- **Work to complete**:
Begin at the line below that contains "Pin each instance of the concrete". Repeat it and all remaining lines of the records exactly.

- **Task input**:

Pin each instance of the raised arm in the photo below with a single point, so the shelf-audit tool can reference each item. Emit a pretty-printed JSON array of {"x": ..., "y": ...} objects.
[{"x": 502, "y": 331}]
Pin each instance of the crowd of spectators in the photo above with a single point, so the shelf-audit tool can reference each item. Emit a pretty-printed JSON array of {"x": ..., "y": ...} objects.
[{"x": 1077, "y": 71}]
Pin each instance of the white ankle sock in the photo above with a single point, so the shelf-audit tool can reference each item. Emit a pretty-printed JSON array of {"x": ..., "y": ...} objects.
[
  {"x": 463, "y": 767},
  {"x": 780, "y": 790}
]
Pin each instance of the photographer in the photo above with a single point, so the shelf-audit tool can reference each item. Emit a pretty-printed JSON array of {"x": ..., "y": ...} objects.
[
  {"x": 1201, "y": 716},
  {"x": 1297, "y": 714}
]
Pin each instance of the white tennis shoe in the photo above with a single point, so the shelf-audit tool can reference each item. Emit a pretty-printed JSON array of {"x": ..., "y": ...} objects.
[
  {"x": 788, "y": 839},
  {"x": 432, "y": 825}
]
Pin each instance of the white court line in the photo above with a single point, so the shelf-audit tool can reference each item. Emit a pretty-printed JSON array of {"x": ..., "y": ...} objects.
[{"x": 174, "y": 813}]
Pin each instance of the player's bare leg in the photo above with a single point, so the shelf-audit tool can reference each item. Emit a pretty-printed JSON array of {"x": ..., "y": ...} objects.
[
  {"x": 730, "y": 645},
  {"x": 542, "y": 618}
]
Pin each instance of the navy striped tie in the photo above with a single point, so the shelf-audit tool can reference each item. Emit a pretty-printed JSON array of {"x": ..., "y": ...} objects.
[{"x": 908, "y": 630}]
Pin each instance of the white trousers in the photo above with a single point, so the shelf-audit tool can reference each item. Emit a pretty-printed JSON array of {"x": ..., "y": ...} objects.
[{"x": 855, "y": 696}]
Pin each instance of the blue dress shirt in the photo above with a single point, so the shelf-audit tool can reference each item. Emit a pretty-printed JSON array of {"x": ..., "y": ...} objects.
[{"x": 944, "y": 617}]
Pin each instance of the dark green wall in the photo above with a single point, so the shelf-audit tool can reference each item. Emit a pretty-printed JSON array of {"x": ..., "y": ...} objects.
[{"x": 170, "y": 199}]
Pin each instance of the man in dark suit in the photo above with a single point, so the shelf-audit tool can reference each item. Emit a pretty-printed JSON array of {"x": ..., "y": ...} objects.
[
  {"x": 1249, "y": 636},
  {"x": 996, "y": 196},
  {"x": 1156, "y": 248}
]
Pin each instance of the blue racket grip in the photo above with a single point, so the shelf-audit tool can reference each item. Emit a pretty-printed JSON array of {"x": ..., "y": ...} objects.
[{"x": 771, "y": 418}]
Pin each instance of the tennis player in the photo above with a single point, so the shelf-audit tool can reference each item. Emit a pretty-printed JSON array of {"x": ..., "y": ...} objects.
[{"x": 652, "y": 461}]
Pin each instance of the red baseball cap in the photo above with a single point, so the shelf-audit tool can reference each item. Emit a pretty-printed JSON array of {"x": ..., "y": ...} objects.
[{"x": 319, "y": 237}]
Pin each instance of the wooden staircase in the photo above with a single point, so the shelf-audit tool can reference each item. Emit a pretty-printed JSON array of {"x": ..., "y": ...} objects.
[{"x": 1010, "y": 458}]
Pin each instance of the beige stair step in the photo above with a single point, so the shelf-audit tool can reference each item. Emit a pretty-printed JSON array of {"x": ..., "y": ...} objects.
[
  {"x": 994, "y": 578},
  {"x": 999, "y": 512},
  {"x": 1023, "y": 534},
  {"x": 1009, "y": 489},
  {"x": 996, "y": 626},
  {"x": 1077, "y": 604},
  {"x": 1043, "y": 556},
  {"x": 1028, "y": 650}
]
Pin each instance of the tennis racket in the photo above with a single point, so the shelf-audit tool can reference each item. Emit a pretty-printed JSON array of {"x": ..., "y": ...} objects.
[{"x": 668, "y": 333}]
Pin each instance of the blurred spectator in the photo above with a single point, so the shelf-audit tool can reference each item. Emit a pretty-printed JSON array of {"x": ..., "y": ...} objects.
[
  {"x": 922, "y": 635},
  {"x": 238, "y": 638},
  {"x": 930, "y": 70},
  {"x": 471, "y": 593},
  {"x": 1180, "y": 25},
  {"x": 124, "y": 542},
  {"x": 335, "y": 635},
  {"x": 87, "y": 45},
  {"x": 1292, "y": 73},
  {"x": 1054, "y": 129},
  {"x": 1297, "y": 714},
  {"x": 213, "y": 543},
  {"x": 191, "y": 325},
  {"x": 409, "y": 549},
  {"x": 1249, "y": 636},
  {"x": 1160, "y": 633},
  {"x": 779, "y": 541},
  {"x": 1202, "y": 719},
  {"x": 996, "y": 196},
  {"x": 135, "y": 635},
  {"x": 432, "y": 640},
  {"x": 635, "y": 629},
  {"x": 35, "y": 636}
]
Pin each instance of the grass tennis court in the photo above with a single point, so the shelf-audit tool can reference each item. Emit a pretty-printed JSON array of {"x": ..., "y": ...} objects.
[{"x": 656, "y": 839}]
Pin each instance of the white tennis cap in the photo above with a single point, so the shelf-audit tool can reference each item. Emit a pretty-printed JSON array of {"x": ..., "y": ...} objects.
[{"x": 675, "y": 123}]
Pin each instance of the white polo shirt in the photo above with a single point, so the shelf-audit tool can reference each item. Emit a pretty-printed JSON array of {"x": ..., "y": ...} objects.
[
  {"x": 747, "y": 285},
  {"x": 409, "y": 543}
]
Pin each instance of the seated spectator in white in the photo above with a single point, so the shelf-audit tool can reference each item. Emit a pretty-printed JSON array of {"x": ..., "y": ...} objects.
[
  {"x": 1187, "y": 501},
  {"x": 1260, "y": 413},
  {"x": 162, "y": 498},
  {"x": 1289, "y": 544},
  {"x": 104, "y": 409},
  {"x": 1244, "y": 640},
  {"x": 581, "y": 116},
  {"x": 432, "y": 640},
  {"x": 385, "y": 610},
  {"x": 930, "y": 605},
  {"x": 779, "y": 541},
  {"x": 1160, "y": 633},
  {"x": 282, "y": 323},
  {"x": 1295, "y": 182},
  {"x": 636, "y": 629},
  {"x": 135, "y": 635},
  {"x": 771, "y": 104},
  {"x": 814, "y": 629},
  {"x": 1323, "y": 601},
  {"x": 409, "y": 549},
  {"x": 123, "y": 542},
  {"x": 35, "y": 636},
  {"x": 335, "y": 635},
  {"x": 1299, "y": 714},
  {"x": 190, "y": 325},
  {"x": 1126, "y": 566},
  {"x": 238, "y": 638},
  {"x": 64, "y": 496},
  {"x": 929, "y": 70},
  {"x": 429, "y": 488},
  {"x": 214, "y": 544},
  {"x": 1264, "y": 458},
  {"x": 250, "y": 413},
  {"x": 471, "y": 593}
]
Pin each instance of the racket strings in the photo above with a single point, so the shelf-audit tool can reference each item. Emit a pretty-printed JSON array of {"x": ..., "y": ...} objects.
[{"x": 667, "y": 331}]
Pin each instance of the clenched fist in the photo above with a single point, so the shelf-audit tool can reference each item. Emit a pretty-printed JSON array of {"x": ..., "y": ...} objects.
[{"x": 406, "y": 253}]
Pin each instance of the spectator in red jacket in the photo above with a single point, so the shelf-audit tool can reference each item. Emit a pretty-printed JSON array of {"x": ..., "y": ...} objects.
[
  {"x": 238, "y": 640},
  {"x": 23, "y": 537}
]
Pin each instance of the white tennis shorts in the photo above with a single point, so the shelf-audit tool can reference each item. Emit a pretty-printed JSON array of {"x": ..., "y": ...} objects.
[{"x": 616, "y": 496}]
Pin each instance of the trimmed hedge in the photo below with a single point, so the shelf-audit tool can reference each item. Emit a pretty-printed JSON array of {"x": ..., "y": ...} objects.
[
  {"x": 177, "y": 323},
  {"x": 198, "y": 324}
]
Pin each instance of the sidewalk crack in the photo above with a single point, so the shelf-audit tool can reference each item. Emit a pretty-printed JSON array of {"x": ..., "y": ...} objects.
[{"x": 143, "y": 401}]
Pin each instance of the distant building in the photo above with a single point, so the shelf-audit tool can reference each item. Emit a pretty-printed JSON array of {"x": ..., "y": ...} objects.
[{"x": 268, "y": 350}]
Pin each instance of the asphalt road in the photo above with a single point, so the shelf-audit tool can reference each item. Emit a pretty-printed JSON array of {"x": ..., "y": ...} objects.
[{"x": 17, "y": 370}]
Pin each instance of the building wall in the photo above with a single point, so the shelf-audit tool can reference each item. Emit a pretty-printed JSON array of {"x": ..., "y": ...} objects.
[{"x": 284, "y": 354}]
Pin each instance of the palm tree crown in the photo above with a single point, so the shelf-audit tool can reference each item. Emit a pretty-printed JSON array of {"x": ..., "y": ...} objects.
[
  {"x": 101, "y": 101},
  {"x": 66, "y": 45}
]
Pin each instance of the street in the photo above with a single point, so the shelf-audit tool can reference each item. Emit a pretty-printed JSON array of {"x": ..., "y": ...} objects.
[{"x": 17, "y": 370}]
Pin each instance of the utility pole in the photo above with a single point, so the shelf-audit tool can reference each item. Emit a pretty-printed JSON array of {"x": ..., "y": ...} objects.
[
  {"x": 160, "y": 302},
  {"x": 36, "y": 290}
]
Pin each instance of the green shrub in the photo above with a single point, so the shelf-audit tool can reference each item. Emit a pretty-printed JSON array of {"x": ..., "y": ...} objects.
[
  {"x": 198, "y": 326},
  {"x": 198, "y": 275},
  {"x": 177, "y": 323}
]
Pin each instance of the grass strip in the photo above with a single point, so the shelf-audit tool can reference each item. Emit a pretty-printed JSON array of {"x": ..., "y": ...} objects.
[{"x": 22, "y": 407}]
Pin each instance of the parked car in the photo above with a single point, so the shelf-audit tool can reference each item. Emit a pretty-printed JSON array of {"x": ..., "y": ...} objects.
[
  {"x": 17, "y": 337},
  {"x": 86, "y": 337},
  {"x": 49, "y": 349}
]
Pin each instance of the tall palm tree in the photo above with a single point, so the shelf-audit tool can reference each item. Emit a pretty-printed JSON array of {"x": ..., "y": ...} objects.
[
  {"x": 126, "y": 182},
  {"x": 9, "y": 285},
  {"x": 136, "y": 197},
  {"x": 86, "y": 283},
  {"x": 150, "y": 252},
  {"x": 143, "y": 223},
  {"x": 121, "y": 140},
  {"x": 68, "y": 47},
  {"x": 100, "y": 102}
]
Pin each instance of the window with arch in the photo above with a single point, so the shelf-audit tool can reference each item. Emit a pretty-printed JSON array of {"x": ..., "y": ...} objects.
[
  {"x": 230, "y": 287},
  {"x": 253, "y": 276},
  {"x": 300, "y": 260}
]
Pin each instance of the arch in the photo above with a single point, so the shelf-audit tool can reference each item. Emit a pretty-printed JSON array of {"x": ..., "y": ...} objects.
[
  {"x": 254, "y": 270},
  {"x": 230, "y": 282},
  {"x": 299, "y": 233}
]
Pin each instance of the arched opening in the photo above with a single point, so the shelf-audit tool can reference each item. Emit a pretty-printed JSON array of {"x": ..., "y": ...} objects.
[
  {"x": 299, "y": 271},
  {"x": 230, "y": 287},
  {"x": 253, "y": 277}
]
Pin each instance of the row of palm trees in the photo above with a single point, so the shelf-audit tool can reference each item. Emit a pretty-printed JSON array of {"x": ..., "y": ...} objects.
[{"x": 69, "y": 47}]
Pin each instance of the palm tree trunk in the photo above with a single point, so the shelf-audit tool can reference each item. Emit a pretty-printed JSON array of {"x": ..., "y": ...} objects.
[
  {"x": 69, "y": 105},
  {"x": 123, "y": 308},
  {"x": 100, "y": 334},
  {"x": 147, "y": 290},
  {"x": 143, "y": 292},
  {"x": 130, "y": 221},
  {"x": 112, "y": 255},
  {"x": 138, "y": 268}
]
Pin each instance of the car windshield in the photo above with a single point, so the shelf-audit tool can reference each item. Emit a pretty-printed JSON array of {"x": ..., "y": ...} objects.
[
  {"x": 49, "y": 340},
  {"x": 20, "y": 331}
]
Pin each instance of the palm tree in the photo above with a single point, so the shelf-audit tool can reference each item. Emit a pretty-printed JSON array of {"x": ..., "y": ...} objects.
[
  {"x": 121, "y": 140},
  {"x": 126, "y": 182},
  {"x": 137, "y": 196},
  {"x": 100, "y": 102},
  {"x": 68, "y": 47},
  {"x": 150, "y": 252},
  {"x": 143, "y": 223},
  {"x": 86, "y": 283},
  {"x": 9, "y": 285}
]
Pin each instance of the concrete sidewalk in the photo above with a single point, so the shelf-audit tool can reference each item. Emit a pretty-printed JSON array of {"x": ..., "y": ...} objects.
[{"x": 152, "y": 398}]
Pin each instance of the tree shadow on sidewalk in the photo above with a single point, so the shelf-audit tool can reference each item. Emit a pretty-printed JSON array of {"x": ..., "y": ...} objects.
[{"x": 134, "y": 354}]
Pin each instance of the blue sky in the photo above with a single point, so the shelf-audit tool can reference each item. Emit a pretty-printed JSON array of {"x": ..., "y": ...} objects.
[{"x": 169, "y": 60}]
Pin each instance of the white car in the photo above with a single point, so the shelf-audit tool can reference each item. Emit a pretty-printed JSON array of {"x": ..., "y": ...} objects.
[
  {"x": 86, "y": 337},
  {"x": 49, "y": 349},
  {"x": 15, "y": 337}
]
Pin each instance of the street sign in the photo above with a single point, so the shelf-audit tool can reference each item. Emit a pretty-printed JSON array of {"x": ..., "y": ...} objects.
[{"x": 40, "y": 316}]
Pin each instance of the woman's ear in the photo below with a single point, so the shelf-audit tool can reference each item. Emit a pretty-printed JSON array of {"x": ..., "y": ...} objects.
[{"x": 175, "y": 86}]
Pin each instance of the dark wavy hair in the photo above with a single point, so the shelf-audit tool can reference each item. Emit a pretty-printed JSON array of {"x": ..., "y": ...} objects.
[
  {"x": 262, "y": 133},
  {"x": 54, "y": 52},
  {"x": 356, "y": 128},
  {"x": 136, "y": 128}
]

- **Result**:
Pin each instance of the concrete sidewalk in the photo above with a single point, so the shelf-audit tool can reference each item. Emit a pretty-printed JSON array of {"x": ..., "y": ...} objects.
[{"x": 152, "y": 398}]
Pin each instance of the tree shadow on sidewalk in the photo above with a single point, so the shelf-audit tool can reference each item. Emit a pretty-printed JSON array of {"x": ..., "y": ...} objects.
[{"x": 134, "y": 354}]
Pin each instance of the blue sky in the photo above with a single point, so the shelf-audit tool can reference each item. Emit a pretty-printed JSON array of {"x": ..., "y": ...} objects.
[{"x": 169, "y": 60}]
Pin each instance of the white car in the photo above with a single point, so the shelf-audit tool can reference each item. Emit a pretty-printed JSON array of {"x": ..., "y": ...} objects.
[
  {"x": 86, "y": 337},
  {"x": 49, "y": 349},
  {"x": 15, "y": 337}
]
Pin each instance of the street sign in the photo above with a single point, so the shelf-audit tool can reference each item. Emit a pretty-printed JSON array of {"x": ..., "y": ...} objects.
[{"x": 40, "y": 316}]
Pin each instance of the woman's ear in the photo below with a single point, so the shelf-audit tool can reference each item. Emit a pretty-printed JSON array of {"x": ..., "y": ...} objects.
[{"x": 175, "y": 86}]
Pin each instance of the dark wavy hair in the photo above with a single point, so the shelf-audit tool can reference each item. Emit a pretty-printed JSON array of {"x": ..., "y": ...} objects.
[
  {"x": 262, "y": 133},
  {"x": 54, "y": 52},
  {"x": 356, "y": 128},
  {"x": 136, "y": 128}
]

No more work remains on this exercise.